Exercise: Would you please output the records exactly as they appear below?
......
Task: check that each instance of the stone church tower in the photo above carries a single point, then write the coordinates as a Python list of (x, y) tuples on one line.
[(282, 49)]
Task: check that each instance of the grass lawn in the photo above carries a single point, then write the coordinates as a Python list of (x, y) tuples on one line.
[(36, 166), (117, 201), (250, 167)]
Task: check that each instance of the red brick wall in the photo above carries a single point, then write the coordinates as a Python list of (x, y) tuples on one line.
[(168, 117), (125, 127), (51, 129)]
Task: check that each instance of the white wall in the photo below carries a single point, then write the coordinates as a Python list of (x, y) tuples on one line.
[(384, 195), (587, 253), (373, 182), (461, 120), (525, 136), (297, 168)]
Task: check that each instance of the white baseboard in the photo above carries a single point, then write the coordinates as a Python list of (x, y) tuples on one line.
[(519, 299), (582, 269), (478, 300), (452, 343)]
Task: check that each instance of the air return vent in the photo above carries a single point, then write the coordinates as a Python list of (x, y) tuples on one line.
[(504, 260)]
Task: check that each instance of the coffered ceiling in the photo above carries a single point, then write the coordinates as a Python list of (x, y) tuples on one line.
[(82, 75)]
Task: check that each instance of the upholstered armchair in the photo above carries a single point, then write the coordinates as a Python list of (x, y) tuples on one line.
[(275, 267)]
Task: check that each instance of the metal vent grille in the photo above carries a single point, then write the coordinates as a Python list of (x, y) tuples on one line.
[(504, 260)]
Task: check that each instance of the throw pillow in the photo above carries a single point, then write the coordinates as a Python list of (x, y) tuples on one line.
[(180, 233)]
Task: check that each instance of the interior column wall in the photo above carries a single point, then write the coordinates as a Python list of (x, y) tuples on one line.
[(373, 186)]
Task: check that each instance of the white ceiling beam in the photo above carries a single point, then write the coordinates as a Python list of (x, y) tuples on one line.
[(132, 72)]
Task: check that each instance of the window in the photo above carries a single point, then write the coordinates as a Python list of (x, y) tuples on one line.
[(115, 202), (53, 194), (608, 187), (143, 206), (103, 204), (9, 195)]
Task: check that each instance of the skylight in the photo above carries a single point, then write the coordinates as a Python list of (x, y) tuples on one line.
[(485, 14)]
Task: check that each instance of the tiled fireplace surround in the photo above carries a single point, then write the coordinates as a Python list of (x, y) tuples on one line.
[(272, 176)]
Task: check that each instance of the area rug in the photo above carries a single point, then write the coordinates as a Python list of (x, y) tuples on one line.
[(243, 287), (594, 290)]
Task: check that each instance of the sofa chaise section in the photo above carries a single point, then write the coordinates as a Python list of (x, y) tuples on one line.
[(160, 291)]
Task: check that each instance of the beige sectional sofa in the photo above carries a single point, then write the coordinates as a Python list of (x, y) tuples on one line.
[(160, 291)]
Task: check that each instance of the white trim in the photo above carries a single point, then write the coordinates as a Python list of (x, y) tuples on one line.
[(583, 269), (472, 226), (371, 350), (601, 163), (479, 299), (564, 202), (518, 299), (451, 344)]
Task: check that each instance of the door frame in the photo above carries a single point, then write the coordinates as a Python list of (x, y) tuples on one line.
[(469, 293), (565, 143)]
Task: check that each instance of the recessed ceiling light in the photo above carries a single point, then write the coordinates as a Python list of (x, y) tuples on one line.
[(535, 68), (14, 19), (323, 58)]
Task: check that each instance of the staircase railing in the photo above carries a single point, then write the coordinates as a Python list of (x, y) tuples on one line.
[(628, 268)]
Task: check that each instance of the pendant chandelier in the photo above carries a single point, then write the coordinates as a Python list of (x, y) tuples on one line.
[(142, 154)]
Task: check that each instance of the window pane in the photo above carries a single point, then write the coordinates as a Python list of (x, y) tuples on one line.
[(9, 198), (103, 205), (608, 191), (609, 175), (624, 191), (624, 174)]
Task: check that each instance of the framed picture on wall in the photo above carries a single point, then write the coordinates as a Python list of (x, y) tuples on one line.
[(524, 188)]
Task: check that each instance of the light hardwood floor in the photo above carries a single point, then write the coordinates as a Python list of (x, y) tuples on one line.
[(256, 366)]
......
Exercise answer:
Task: check that each instance of the stone church tower in the photo above carries a single point, then write the coordinates as a Python list of (x, y) tuples on one line.
[(282, 49)]
Task: check that each instance of the grass lawn in the photo above carries a single point, then write the coordinates as a Python list of (x, y) tuples on one line.
[(36, 166), (117, 201), (250, 167)]
Task: check that each instance of the red brick wall in the photo above carries a single point, then write the coordinates as a Python list of (x, y) tuples on one line.
[(168, 117), (125, 127), (51, 129)]
Task: check that each instance of the white wall in the photo below carries a single point, then write the coordinates as a Python list of (x, y) tuples on one line.
[(384, 195), (587, 253), (373, 182), (461, 120), (525, 136), (297, 168)]
Task: check that each instance of the white baseboard in the photo above carries a single point, then write the coordinates as a Python list of (x, y) tuples on one line.
[(519, 299), (582, 269), (478, 300), (452, 343)]
Task: check that each instance of the air return vent in the photo above carries a single point, then write the coordinates as a Python list of (x, y) tuples on one line.
[(504, 260)]
Task: check that each instance of the coffered ceiling in the photo above carries a single point, then write the coordinates as a Python list of (x, y) tuples on one line.
[(82, 75)]
Task: check that each instance of the upholstered armchair in the photo above carries a single point, then write the coordinates as a Python list of (x, y) tuples on one line.
[(275, 267)]
Task: check that each instance of the metal vent grille in the photo above carries a single point, then write the coordinates as a Python list of (x, y) tuples on one line.
[(504, 260)]
Task: check that each instance of the throw pillow in the photo above carries a single point, then write the coordinates as a Python list of (x, y) tuples on one line.
[(180, 233)]
Task: check that each instance of the interior column wall in the photo above carries a single point, then write the coordinates as a Python list of (x, y) tuples on one line.
[(373, 186)]
Task: check that each instance of the white ceiling beam in the photo above carries a single point, then write the coordinates as a Python list of (x, y) tuples on one line.
[(132, 72)]
Task: check that each instance of the window in the photo above carries a single point, then write the coordinates as a Python list of (x, y) tuples on one line.
[(115, 202), (53, 194), (608, 187), (143, 206), (103, 204), (9, 195)]
Task: check that each instance of the skylight in the photo above carries a single point, then write the coordinates as a Python list of (x, y) tuples on one line.
[(485, 14)]
Task: check that each instance of the tiled fireplace surround in the photo above carries a single point, then write the coordinates as a Python list of (x, y) tuples on one line.
[(272, 176)]
Task: check that each instance of the area rug in the photo above carries a single point, then write the coordinates as a Python list of (x, y) tuples on one line.
[(243, 287), (594, 290)]
Task: check that each instance of the sofa chaise section in the photo above carries a single point, then write the coordinates as a Python list of (x, y) tuples on one line.
[(160, 291)]
Task: check that each instance of the beige sectional sofa in the photo above carries a single point, then write the coordinates as a Python list of (x, y) tuples on one line.
[(160, 291)]
Task: check that each instance of the white trim in the photo above carries a single point, then write the coordinates as a Python list of (x, y) tuples on one line.
[(583, 269), (472, 226), (371, 350), (601, 163), (479, 299), (564, 202), (518, 299), (451, 344)]
Task: check that each instance of the door frame in the photo above carries a single point, then write the coordinates as a Python list of (x, y) tuples on one line.
[(469, 293), (565, 143)]
Task: check that each instance of the recessed ceiling light in the photo above carries a single point, then write the coordinates as a Python list of (x, y) tuples on one line.
[(535, 68), (14, 19), (323, 58)]
Task: check that each instance of the staircase railing in the photo above carries a single point, then write the coordinates as a Python list of (x, y) tuples on one line.
[(628, 268)]
Task: check that each instance of the pendant chandelier in the photo above carries a single point, then write the coordinates as a Python list of (x, y) tuples on one line.
[(142, 154)]
Task: check that each instance of the window pane in the photo above carries a single point, then write the coordinates as a Python list of (x, y) tuples on one line.
[(9, 198), (103, 205), (608, 191), (609, 175), (624, 191), (624, 174)]
Task: check that each instance of the framed picture on wall in the photo above carries a single point, then write the coordinates as a Python list of (x, y) tuples on one line.
[(524, 188)]
Task: check that each instance of the light hardwood floor in the photo above carries a single point, then write the coordinates as a Python list of (x, y) tuples on one line.
[(256, 366)]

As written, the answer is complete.